#### EXERCISE BRIEF:
Which lines belong in the answer? Exactly those from the line containing "point: one per" through the last line of the records below, repeated as written.

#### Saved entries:
________________________

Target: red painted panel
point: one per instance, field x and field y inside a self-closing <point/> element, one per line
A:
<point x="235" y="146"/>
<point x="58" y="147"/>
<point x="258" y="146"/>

________________________

#### REPLY:
point: one per instance, field x and field y inside a self-closing <point/> element, one per line
A:
<point x="235" y="146"/>
<point x="58" y="147"/>
<point x="258" y="146"/>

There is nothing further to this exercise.